Records
========

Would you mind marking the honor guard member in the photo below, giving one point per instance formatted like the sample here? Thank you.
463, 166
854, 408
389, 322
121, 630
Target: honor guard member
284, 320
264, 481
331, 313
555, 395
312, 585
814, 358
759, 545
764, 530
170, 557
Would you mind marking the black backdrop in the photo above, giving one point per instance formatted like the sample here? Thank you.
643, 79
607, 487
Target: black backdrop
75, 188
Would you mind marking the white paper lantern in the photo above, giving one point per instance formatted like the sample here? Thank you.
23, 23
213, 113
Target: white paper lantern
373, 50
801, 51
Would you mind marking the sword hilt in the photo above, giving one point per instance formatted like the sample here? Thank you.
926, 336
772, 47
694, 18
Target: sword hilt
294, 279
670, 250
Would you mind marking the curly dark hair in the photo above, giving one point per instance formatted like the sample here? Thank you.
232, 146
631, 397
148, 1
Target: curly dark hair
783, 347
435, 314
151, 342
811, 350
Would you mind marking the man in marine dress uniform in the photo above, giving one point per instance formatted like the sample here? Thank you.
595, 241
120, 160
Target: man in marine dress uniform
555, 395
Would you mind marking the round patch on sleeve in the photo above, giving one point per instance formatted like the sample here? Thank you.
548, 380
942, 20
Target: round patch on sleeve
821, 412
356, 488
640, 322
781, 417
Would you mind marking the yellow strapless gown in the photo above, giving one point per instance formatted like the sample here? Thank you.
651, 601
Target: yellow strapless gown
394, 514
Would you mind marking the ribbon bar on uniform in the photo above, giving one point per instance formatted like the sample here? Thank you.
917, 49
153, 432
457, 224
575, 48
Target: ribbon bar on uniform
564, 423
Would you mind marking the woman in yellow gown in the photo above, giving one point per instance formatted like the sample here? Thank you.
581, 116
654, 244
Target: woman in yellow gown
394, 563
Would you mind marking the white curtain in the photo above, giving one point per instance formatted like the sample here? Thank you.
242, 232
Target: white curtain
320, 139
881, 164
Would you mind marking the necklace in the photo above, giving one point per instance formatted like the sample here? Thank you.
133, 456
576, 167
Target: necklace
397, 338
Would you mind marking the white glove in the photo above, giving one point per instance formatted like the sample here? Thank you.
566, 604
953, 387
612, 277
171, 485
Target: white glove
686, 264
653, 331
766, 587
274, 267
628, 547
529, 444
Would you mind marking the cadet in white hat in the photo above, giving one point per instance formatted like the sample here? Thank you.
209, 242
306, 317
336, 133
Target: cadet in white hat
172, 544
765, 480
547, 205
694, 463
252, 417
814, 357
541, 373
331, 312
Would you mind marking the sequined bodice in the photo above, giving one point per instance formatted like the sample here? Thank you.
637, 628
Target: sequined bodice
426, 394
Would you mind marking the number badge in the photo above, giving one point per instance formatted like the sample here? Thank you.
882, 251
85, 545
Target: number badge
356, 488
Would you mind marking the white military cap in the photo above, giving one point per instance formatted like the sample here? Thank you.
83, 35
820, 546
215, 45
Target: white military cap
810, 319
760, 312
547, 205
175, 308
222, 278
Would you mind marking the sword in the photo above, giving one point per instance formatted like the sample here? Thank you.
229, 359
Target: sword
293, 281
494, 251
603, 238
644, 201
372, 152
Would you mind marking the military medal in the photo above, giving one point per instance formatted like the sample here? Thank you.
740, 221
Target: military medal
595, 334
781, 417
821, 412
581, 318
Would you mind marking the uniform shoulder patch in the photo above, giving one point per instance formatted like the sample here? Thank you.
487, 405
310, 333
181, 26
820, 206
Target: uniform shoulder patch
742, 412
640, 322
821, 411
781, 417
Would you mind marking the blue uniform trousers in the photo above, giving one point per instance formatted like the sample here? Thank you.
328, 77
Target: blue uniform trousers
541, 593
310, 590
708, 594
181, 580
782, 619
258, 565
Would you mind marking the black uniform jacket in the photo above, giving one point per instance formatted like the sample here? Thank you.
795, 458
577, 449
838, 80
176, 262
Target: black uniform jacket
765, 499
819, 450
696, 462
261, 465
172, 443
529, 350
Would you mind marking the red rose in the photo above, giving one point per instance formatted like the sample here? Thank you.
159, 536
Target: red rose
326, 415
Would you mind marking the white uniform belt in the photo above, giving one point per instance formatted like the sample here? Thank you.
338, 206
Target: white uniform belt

========

> **EXERCISE AIM**
Reproduce each line verbatim.

> **RESPONSE FOR THIS EXERCISE**
Would you mind marking the honor guard member in the photo below, giving one point per instance formatted like the sample here? Thank you.
463, 166
854, 408
389, 322
121, 630
Target: honor guard member
284, 320
264, 481
331, 313
555, 395
312, 585
814, 358
759, 545
764, 530
170, 557
Would you mind marking the black backdrop in the photo above, giving one point per instance formatted like the sample here? Thank you.
643, 79
607, 487
Target: black backdrop
75, 188
Would you mind marking the white paper lantern in the photo above, giving one point per instance formatted like the sample here? Thank you.
23, 23
213, 113
Target: white paper lantern
373, 50
801, 51
Would you mind marking the sword hilt in the photo above, giving one point per instance formatted like the sample here? Thank you.
926, 336
772, 47
694, 18
Target: sword hilt
294, 279
670, 250
Would you mind marking the curly dark hair in the photo above, giving one point per instance formatted like the sample here? Thank you.
232, 146
631, 397
148, 1
Target: curly dark hair
783, 347
435, 314
151, 342
811, 350
Would you mind marking the man in marine dress uniform in the photo above, giving one point per instance formatted like the sample here? Thank you.
595, 241
120, 160
Target: man in marine dress uniform
555, 395
Would you mind marking the round patch on sleeve in the photo above, giving one point per instance formatted like the sample here? Thank you.
548, 380
942, 20
Target: round patch on sleeve
821, 412
356, 488
640, 322
781, 417
Would you mind marking the yellow strapless gown in the photo above, giving one point per instance formatted like the sample here? Thank you.
651, 601
Target: yellow strapless gown
394, 514
Would you mind marking the ribbon bar on uniform in the photo above, giving one point per instance formatted like the sample here? Thank you.
917, 49
153, 432
457, 224
575, 48
Target: ribbon bar on uniform
564, 423
Would you mind marking the woman in yellow gown in the photo above, giving one point per instance formatted like the sample here? Thank you.
581, 116
654, 244
Target: woman in yellow gown
394, 563
Would you mind marking the white curtain in the photo above, giving one point per instance formatted like the sample here? Thank you.
242, 232
Target: white curtain
320, 139
881, 164
Would you mind marking the necklace in the photo above, giving one point per instance formatted like the sample here? Thank you.
133, 456
576, 167
Target: necklace
397, 338
Would you mind marking the white glove in the photo above, giving one point per instance formatted like the sample here? Thank you.
566, 604
953, 387
612, 277
171, 485
Target: white glove
686, 264
653, 331
766, 587
274, 267
628, 547
529, 444
Would you mind marking the cadet in white hat in the photo above, giving one point per instance formatted like the sample here? Thank you.
209, 242
306, 317
336, 133
Target: cadet in white hat
172, 544
765, 480
547, 205
694, 463
252, 417
814, 357
541, 373
331, 312
Would you mind marking the sequined bodice in the photo above, giving one point per instance formatted like the sample here? Thank you.
637, 628
Target: sequined bodice
426, 394
Would you mind marking the number badge in the photo above, giving one point per instance formatted like the sample here? Thank you.
882, 251
85, 545
Target: number badge
356, 488
Would you mind marking the white military cap in the photo above, giving one point per instance formatted like the sample here? Thank you.
83, 35
820, 546
215, 45
Target: white military cap
810, 319
760, 312
547, 205
175, 308
222, 278
Would you mind marking the sword in the photo above, giving one point per instance formatted like the sample here? Thank you.
229, 359
Target: sword
293, 281
494, 251
603, 238
644, 201
372, 152
Would you mind marking the military medal in the photo above, giving one point per instance formatted like the sample here? Thank you.
740, 221
Target: military medal
595, 334
781, 417
821, 412
581, 318
Would you mind marking the uniform shoulder patch in the photo above, giving one point per instance formatted like the sample here? Thank you.
487, 405
310, 333
181, 26
820, 206
Target: uniform shoulder patch
742, 412
640, 322
821, 411
781, 417
Would you mind marking the blue uniform trousers in the photo above, giving one point per instance formatted like the sample here? Thank you.
328, 77
Target: blue uniform trousers
541, 593
310, 590
708, 594
181, 580
782, 619
258, 565
Would you mind marking the black uniform jacket in the photo above, giving one point per instance formatted like the sample here? Thank you.
795, 458
577, 449
838, 80
176, 262
Target: black uniform jacket
765, 499
819, 450
696, 462
261, 465
172, 443
529, 350
Would you mind marking the red rose in the photo above, giving one point per instance formatted like the sample here? Thank you.
159, 536
Target: red rose
326, 415
Would you mind marking the white uniform belt in the photo above, giving one point per instance formatted like the sample here? Thank you.
338, 206
Target: white uniform belt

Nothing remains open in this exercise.